§ WORK TASK 1
In the art journal text, where does the writer dine at night on February 28, 2014?
§ WORK TASK 2
Resume the art journal text, picking up right after its final sentence.

This personal revelation suddenly jolted me from my detached photojournalistic outsider stance.  I began to feel deeply the meaning of music playing, Sarah McLachlan's I Will Remember You.

I Will Remember You
Feeling sad, I took this last shot on my way out:  Less photojournalistic precision, more emotional abstraction.  The strains of the haunting song lingered in my being.

According to the Centers for Disease Control and Prevention, "National Black HIV/AIDS Awareness Day was started 14 years ago to focus attention on HIV in blacks and African Americans, the racial/ethnic group most affected by HIV in the United States. Blacks make up only 12% of the U.S. population but had nearly half (44%) of all new HIV infections in the United States in 2010."

February 28, 2014

Pencil Eyes - - Seeing with Art Tools

Midday:  Teaching drawing at American International College.  Cultivating creativity.  Readying students for next week's visit to the Springfield Museums.

Early Evening:  Attending art gallery event at UMass, Ahmerst.  Artist Kim Carlino and Curator Eva Fierst.  Seeing beauty and question marks.  Inspiring art and dialogue.  Listening.  Thinking of students at museum.  Compelled to draw. 

Artist, wearing Glasses
Night: Dining at Sakura in Northampton, Mass.  Buffet.  Man talking into cell phone earpiece cramming plate with sushi.

Man Lifting Himself Up
Eating and drawing.  Waitresses texting in Chinese.

Texting Waitresses
Noticing sketching, waitress saying, "Beautiful."

Pointing, saying, "This is you two texting."  Language barrier to communicating sucessfully.

§ GIVEN INFORMATION

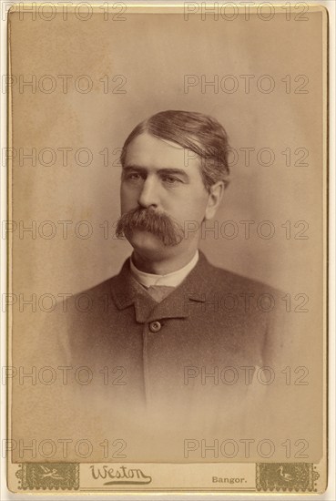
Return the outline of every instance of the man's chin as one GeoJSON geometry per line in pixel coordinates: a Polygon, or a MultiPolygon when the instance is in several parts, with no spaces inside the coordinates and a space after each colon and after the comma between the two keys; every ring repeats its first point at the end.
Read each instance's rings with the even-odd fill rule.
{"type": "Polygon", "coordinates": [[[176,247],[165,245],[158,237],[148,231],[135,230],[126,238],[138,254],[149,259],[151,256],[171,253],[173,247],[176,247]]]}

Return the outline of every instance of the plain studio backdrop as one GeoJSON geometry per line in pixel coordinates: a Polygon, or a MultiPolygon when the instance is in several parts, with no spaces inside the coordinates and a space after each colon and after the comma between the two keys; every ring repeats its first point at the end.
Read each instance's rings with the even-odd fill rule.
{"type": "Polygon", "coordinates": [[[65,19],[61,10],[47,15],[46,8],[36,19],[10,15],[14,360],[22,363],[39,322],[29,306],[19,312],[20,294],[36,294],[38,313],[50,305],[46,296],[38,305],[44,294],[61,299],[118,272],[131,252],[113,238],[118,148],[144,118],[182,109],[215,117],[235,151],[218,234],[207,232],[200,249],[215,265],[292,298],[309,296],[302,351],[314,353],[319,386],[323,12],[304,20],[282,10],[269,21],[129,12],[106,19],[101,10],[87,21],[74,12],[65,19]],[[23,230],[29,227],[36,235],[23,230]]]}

* * *

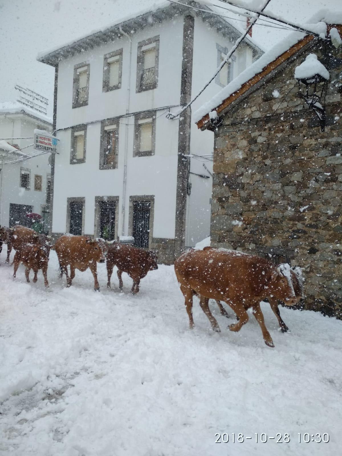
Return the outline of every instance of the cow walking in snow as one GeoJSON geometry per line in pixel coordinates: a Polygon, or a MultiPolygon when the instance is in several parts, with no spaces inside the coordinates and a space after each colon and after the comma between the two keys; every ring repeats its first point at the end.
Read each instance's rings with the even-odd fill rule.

§ WRITTEN ANSWER 1
At Sakura, a buffet restaurant in Northampton, Massachusetts.

§ WRITTEN ANSWER 2
Pointing, again, hoping: "Those are your ponytails."  Comprehending.  Calling friend over.  Laughing.

Screen Culture
Returning to texting.  Returning to drawing.

January 30, 2014

On the Advantages of Photographing in your Backyard

I am thrilled to be part of a group photo show!  The theme of this second annual juried art exhibition organized by the Greenfield Cultural Council is photographs of the town of Greenfield. Opening reception:  2/6/14, 5-7 p.m., Greenfield Community College Downtown Center, 270 Main Street.  These images of mine will be on display:

Sunrise from the Ridge - 2007
I moved to Greenfield in 2006.

Church and State - 2008

Photographing where you live means you can come back when the light is right.

Bricks and Windows - 2009

You can document change.  (This building at 30 Olive Street is now a net-zero apartment/office complex.)

Intimations - 2013

And gain hope for the future.

Bricks and Windows and Intimations are in-camera multiple exposures from my Reality-Based Abstraction series.  Click to see how I create images like these.

The show will remain at the Greenfield Community College Downtown Center, 270 Main Street, Greenfield, MA, through March and the building is open M-F, 8 a.m. - 5 p.m.  It is also open at night when classes are being held.

P.S.  I also teach the relaxing and easy to learn Zentangle® method of drawing at Base Camp Photo, located in... Greenfield.

January 10, 2014

Happy New... Day! (Applying Photographic Compositional Principles to Reducing Home Clutter)

Instituting a new routine or making a change for a whole year sounds daunting.

That's why my greeting is:  Happy New... Day!

Hmm, reminds me of the Zentangle® drawing aphorism:  Anything is possible - one stroke at a time.

My intention (for today) is to reduce clutter.


Subject and light hunting near a mall in Hadley, MA, I captured this sunset a few days before the winter solstice.

Behind the Mall

I am not sure if I like this photograph.  However, I attempted framing the image and choosing elements in a manner new to me.  I invite you to try this approach someday.


Speaking of seeing differently:  How about getting low and tight to turn wintry car debris into something grand?


As the sun set on one of the year's shortest days, vivid colors drew me and others.  A mother and daughter toting iPhones snapped images.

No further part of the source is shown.